(Object point labels)
****************************************
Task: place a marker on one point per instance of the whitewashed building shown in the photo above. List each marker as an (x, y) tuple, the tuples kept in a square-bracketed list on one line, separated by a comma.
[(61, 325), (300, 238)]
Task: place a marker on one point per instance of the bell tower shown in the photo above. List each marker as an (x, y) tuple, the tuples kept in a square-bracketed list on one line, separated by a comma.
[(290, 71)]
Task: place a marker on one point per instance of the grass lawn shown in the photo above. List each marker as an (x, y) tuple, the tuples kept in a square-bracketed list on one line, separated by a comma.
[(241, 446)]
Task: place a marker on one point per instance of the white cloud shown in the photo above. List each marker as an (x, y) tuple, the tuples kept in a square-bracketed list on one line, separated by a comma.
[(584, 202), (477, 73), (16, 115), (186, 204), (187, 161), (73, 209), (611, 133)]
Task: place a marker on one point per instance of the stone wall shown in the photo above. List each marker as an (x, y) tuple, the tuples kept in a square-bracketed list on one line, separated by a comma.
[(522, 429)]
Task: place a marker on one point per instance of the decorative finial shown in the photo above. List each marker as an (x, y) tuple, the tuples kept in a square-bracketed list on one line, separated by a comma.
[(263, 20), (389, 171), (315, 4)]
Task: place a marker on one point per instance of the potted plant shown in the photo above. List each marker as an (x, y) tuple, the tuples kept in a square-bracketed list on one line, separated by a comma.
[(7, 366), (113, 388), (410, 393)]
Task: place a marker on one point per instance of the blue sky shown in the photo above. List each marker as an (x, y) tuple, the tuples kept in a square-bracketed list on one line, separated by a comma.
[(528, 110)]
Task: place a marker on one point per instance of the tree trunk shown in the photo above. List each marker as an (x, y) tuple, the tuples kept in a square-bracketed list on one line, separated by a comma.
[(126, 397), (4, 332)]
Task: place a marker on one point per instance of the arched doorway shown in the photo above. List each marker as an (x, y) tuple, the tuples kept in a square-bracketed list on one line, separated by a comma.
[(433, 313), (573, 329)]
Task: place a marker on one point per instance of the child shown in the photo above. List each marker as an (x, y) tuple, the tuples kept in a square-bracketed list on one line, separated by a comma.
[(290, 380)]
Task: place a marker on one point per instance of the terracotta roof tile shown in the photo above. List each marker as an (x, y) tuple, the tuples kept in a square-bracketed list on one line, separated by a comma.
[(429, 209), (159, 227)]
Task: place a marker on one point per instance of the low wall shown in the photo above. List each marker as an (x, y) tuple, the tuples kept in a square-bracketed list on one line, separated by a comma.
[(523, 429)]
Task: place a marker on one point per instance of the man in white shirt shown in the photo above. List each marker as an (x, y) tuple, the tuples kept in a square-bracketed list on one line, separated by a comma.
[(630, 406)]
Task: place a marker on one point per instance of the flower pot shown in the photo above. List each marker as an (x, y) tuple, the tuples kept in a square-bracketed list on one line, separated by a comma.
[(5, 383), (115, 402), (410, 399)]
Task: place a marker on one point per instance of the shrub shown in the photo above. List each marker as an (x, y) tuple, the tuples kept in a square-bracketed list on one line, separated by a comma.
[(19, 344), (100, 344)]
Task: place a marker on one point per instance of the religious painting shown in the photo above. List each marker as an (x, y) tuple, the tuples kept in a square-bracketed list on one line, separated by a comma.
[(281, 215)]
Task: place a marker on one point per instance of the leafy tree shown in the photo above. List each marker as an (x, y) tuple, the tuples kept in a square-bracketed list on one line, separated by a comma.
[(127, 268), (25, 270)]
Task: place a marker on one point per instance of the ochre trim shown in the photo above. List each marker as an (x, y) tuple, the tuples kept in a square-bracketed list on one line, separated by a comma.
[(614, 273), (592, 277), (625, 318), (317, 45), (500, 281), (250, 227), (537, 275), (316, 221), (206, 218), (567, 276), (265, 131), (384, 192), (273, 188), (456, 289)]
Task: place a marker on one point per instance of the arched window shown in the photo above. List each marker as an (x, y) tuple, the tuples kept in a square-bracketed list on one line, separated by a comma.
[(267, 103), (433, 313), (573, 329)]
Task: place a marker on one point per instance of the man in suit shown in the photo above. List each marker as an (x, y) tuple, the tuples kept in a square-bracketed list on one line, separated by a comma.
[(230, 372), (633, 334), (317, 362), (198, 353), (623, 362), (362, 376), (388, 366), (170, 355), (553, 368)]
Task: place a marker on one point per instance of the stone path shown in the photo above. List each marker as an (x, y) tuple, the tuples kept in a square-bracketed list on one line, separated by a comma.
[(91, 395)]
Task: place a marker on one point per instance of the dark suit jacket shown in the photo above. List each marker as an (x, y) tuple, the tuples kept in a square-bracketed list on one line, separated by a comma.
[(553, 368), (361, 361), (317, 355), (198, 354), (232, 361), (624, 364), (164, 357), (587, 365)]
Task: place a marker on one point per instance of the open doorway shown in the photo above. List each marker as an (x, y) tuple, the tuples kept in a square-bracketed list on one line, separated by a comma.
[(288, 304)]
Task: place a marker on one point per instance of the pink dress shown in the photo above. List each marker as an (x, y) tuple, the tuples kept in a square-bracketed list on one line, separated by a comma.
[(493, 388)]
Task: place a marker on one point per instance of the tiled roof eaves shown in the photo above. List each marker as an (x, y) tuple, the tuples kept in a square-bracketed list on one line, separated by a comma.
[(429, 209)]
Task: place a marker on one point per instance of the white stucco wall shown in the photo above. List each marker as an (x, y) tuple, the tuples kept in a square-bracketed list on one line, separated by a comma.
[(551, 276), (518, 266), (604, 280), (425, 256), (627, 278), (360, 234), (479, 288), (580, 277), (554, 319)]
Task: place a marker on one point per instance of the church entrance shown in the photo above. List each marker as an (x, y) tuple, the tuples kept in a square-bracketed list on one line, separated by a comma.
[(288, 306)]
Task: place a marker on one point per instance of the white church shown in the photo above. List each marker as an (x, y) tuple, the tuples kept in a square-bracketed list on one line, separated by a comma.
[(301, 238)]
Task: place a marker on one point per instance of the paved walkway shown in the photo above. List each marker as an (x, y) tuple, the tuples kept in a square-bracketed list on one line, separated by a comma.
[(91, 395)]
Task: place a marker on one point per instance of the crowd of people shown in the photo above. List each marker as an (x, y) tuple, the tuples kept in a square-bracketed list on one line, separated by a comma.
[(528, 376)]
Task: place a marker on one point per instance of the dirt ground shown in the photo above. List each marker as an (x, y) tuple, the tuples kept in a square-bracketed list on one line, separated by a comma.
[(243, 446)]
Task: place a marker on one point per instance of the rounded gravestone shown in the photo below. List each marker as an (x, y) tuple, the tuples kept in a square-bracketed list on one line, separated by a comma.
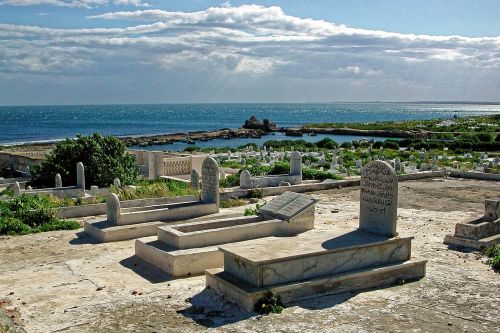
[(378, 199), (195, 179), (113, 208), (80, 175), (210, 181), (296, 163), (245, 179)]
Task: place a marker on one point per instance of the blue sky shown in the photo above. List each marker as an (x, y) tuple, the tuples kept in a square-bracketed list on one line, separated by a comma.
[(141, 51)]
****************************************
Retype exactly, and only, the lines from the one containing "of the church" through the end of the material, leaving aside every picture.

** REPLY **
Task: place a marker on one point per instance of the church entrance shown in the photo above. List each marker as an (x, y) tuple, the tuples kept in a square-bracketed list on one line, separated by a comma.
[(288, 306)]
Task: place a marker on one point per instance of the white church shown in the photo above. List each marker as an (x, y) tuple, the tuples kept in a square-bracketed list on one line, separated by a comma.
[(301, 238)]
Task: place a marker on one point per instance of the paved walkway shown in the photo above. List each marker as an (x, y) tuple, the tuples kept in a square-bracketed list on one line, separated by a comma.
[(91, 395)]
Task: place a marker on one point per instance of the crowd of people shown in the photo above. List each marker as an (x, y) tuple, the tuples kept in a square-bracketed list on one line, separated by a comma.
[(528, 376)]
Task: place a marker on one point per instance of the dirt ground shown in the photo above. List each marker as an (x, y) tuple, the tuples kept in a square-bracketed list on one line, separated by a comma.
[(243, 446)]
Task: place a marker on one point per instance of the rounded gravestone shown in the photo below. List each marker as an (x, y) tuple, the tuples kept in a square-bracketed list on one line, separated by a comma.
[(378, 199), (195, 179), (113, 208), (80, 175), (210, 181), (296, 163), (245, 179)]
Task: place a marker on one point per instance of the blue sky shown in the photo above. List each marker as an (x, y) tuple, the tuples kept in a square-bracketed list on one line, separated by a comma.
[(141, 51)]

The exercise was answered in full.